• What the exercise asks:
Every line below is to be quoted exactly, with nothing added or dropped.

** Begin Given records **

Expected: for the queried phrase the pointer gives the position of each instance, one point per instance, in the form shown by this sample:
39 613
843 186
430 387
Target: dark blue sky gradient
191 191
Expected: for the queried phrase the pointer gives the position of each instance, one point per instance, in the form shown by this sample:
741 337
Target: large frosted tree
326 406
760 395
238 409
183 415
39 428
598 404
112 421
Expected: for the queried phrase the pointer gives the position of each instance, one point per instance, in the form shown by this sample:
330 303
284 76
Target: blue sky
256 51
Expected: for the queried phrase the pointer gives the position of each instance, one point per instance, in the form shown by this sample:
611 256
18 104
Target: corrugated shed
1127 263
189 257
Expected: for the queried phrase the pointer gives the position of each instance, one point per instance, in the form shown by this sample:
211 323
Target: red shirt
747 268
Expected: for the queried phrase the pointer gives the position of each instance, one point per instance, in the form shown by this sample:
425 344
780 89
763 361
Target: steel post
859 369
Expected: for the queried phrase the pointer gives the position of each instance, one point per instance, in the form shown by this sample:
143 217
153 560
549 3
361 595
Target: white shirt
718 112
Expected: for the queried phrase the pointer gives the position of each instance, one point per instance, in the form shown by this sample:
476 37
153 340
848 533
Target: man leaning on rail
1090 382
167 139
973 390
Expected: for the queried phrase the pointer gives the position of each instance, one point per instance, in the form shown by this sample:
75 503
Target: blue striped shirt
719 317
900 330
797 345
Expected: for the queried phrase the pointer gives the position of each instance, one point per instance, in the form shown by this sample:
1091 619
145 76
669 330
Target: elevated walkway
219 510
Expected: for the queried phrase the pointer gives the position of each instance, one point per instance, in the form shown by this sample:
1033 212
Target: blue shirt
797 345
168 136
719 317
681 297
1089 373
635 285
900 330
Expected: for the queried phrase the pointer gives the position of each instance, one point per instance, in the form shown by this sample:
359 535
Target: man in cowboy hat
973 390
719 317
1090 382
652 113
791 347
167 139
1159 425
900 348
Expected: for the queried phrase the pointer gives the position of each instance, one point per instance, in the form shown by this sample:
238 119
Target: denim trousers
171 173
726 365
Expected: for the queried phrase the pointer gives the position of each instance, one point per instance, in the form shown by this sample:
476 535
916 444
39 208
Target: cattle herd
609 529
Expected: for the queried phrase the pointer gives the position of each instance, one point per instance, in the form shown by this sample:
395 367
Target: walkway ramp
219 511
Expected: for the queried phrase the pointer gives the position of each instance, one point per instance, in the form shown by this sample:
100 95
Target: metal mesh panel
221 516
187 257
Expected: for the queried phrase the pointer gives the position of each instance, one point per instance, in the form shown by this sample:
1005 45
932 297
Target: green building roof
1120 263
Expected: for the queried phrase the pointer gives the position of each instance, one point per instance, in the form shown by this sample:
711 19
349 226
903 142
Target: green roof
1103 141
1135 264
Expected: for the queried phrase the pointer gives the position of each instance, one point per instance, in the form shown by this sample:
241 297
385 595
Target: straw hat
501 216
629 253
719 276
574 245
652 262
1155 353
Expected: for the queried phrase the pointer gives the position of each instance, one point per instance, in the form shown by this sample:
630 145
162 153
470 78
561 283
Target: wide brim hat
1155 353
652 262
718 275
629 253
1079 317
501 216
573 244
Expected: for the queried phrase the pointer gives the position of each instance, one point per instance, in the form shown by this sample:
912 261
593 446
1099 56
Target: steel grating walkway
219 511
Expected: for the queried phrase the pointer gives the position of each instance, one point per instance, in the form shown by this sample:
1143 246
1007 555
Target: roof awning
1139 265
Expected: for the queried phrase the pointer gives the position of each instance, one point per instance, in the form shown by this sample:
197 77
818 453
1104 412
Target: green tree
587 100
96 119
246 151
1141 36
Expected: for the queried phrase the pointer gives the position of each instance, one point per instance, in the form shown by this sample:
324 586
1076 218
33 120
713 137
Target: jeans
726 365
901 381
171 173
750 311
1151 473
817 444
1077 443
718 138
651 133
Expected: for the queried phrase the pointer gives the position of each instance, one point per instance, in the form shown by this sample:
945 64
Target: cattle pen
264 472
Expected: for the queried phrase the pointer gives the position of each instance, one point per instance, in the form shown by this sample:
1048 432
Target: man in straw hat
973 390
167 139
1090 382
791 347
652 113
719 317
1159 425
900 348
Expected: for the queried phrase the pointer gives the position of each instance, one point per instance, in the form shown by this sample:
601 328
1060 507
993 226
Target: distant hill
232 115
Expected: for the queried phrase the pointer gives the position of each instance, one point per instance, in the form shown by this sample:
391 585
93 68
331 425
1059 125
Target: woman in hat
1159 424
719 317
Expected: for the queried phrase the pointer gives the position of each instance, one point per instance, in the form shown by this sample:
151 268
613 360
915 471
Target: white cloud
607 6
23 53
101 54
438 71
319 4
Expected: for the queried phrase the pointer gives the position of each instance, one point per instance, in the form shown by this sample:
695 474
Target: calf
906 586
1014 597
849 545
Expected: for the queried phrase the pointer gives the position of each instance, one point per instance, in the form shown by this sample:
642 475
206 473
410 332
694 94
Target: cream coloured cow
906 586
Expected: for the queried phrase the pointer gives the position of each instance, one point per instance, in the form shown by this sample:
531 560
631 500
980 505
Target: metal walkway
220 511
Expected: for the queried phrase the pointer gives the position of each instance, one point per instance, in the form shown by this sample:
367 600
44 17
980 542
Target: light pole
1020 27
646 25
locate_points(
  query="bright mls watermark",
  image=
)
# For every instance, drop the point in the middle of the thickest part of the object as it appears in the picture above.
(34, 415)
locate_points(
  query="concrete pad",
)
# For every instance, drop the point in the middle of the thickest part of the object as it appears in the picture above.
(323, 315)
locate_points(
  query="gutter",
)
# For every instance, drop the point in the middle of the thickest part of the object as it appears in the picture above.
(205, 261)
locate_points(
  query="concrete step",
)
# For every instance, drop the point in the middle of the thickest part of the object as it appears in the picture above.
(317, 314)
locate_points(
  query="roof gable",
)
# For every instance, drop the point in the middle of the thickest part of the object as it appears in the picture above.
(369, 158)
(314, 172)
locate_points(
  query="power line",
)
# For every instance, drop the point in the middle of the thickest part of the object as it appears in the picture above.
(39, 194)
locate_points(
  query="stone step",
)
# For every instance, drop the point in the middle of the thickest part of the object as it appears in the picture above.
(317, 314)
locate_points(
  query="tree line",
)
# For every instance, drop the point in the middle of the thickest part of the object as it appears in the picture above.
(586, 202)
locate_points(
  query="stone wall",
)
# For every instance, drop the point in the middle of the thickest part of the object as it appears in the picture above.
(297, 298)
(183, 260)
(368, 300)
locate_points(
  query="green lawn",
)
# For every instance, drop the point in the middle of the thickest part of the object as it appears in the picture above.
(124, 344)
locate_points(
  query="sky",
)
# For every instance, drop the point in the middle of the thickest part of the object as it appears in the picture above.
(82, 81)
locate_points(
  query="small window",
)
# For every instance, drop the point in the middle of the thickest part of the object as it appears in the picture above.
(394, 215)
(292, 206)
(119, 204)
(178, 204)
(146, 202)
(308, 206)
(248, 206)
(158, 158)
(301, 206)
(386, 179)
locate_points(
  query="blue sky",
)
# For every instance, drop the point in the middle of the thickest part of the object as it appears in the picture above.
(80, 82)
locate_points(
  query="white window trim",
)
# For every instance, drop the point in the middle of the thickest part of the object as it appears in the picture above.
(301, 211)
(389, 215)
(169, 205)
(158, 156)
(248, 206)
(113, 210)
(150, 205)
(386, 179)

** End Given records **

• Written answer:
Expected: for the queried phrase the pointer gives the position of each instance, one point per instance, in the form shown by this sample:
39 613
843 186
430 387
Target: dark blue sky gradient
191 191
Expected: for the queried phrase the pointer gives the position of each instance, one point per instance, in the form shown by this sample:
741 337
Target: large frosted tree
326 406
760 395
238 409
183 415
39 428
598 404
112 421
Expected: for the queried phrase the pointer gives the position of each instance, one point per instance, in the form shown by this sample:
330 303
284 76
Target: blue sky
256 51
Expected: for the queried phrase the pointer gives the position of each instance, one point per instance, in the form shown by this sample:
611 256
18 104
Target: corrugated shed
1127 263
189 257
Expected: for the queried phrase the pointer gives the position of each instance, one point per instance, in the form shown by this sample:
211 323
Target: red shirt
747 268
Expected: for the queried phrase the pointer gives the position of each instance, one point per instance, in the form shown by this sample:
425 344
780 89
763 361
Target: steel post
859 369
Expected: for the queried phrase the pointer gives the position of each instance, one point per instance, in the form shown by this sample:
143 217
153 560
549 3
361 595
Target: white shirt
718 112
Expected: for the queried phrase the pointer gives the position of each instance, one point per instance, in the form shown by this sample:
476 37
153 340
848 533
Target: man leaning on rail
1090 382
167 139
973 390
Expected: for the queried phrase the pointer gives the position of each instance, one point per instance, in the form shown by this sample:
75 503
Target: blue striped shirt
719 317
900 330
797 345
Expected: for the queried phrase the pointer gives the position of each instance, one point per instance, in the form shown by this sample:
1091 619
145 76
669 330
Target: elevated walkway
219 510
Expected: for the queried phrase the pointer gives the position of each instance, one point per instance, in the form shown by this sample:
1033 212
Target: blue shirt
797 345
168 136
719 317
681 297
1089 373
635 285
900 330
Expected: for the queried phrase the pointer gives the position of each instance, one point per instance, in the form shown by this sample:
359 535
Target: man in cowboy hat
973 390
719 317
1090 382
652 113
791 347
167 139
1159 425
900 348
Expected: for the queried phrase the pointer gives the position of each instance, one point per instance, in the form shown by this sample:
238 119
Target: denim trousers
171 173
726 365
Expected: for the queried phrase the pointer gives the position of each instance, one point per instance, in the form shown by this sample:
476 535
916 444
39 208
Target: cattle herd
609 529
Expected: for the queried phrase the pointer gives the position of each instance, one point per instance, in the form shown by this sample:
395 367
Target: walkway ramp
219 511
Expected: for the queried phrase the pointer gives the position of each instance, one point per instance, in the form shown by this sample:
100 95
Target: metal mesh panel
221 516
187 257
Expected: for the queried phrase the pointer gives the position of each instance, one point per instance, in the form shown by this sample:
1005 45
932 297
Target: green building roof
1120 263
Expected: for the queried phrase the pointer gives the position of each instance, one point per instance, in the form shown by this sample:
711 19
349 226
903 142
Target: green roof
1103 141
1135 264
Expected: for the queried phrase the pointer gives the position of each instance, one point per instance, in the form shown by this sample:
241 297
385 595
Target: straw hat
501 216
629 253
719 276
574 245
652 262
1155 353
Expected: for the queried phrase the pointer gives the position of each instance, one point per instance, in the form shown by this sample:
630 145
162 153
470 78
561 283
Target: wide brim hat
1155 353
652 262
718 275
629 253
1079 317
501 216
573 244
Expected: for the queried phrase the pointer gives the position of each instance, one point per instance, in the form shown by this sample:
912 261
593 446
1099 56
Target: steel grating walkway
219 511
Expected: for the queried phrase the pointer gives the position of each instance, one point per instance, in the form shown by this sample:
1143 246
1007 555
Target: roof awning
1139 265
Expected: for the queried phrase the pointer gives the position of each instance, one point per instance, in the form shown by this sample:
197 77
818 453
1104 412
Target: green tree
587 100
96 119
246 151
1141 36
Expected: for the queried phrase the pointer gives the position of each instance, one point per instance, in the form shown by this sample:
324 586
1076 218
33 120
713 137
Target: jeans
726 365
901 381
171 173
750 311
1151 473
817 444
1077 443
718 138
651 133
Expected: for the queried phrase the pointer gives the position of each instance, one point per instance, in the form shown by this sample:
945 64
Target: cattle pen
264 472
Expected: for the queried phrase the pointer gives the position of each instance, one point per instance, in the form shown by this sample:
1048 432
Target: man in straw hat
973 390
167 139
1090 382
791 347
652 113
719 317
1159 425
900 348
Expected: for the queried phrase the pointer gives the position of each instance, one point per instance, in the form shown by this sample:
601 328
1060 507
993 226
Target: distant hill
232 115
Expected: for the queried phrase the pointer gives the position of each instance, one point per instance, in the form shown by this sample:
391 585
93 68
331 425
1059 125
Target: woman in hat
1159 424
719 317
Expected: for the queried phrase the pointer gives the position of each instance, one point per instance, in the form shown by this sample:
151 268
613 360
915 471
Target: white cloud
607 6
23 53
101 54
438 71
319 4
Expected: for the queried phrase the pointer gives the position of each instance, one point per instance, in the form shown by this sample:
695 474
Target: calf
906 586
1014 597
849 545
Expected: for the queried phrase the pointer gives the position of each instance, one point per instance, in the form shown by this sample:
642 475
206 473
410 332
694 94
Target: cream coloured cow
906 586
Expected: for the queried phrase the pointer gives the position of each instance, one point per instance, in the form shown by this sample:
531 560
631 500
980 505
Target: metal walkway
220 511
Expected: for the queried phrase the pointer gives the position of each instance, one point per instance, in the form shown by this sample:
367 600
44 17
980 542
Target: light pole
1020 27
646 25
locate_points(
  query="bright mls watermark",
  image=
)
# For every instance, drop the point in the middle of the thickest part of the object as it appears in the picture above.
(34, 415)
locate_points(
  query="concrete pad",
)
# For every instance, drop the point in the middle of the thickest part of the object as it appears in the picture above.
(323, 315)
locate_points(
  query="gutter",
)
# For every instance, drop the point in the middle of the thickest part of the object as it appears in the picture above.
(205, 261)
locate_points(
  query="concrete step",
)
# For every instance, drop the point in the middle of the thickest part of the object as it appears in the picture above.
(317, 314)
locate_points(
  query="roof gable",
)
# For every instance, drop the point in the middle of the thickest part of the object as it appears in the picture above.
(369, 158)
(314, 172)
locate_points(
  query="power line",
)
# For every instance, drop the point in the middle of the thickest part of the object as it appears in the picture above.
(39, 194)
locate_points(
  query="stone step",
)
# For every instance, drop the point in the middle of the thickest part of the object as it appears in the picture above.
(317, 314)
locate_points(
  query="tree line",
)
# For every instance, drop the point in the middle of the thickest part of the object as it appears in the picture above.
(586, 202)
locate_points(
  query="stone wall",
)
# For every instance, drop the point in the middle of the thickest part of the object as it appears in the picture above.
(297, 298)
(183, 260)
(368, 300)
locate_points(
  query="green lawn",
)
# For every instance, drop the point in the middle of the thickest part of the object as it appears in the picture above.
(124, 344)
locate_points(
  query="sky",
)
# For every instance, drop the point in the middle of the thickest part of the object as it appears in the picture above.
(82, 81)
locate_points(
  query="small window",
)
# For every instance, drop the point in the middle of the thickest part of the object as it appears in the picture above.
(394, 215)
(292, 206)
(119, 204)
(178, 204)
(146, 202)
(308, 206)
(248, 206)
(158, 158)
(301, 206)
(386, 179)
locate_points(
  query="blue sky",
)
# For every instance, drop the point in the middle of the thickest part of the object as it appears in the picture above.
(80, 82)
locate_points(
  query="white window trim",
)
# For every instance, drop the point in the middle of the thickest part of the object as it appears in the picture above.
(301, 211)
(389, 215)
(169, 205)
(158, 156)
(248, 206)
(113, 210)
(150, 205)
(386, 179)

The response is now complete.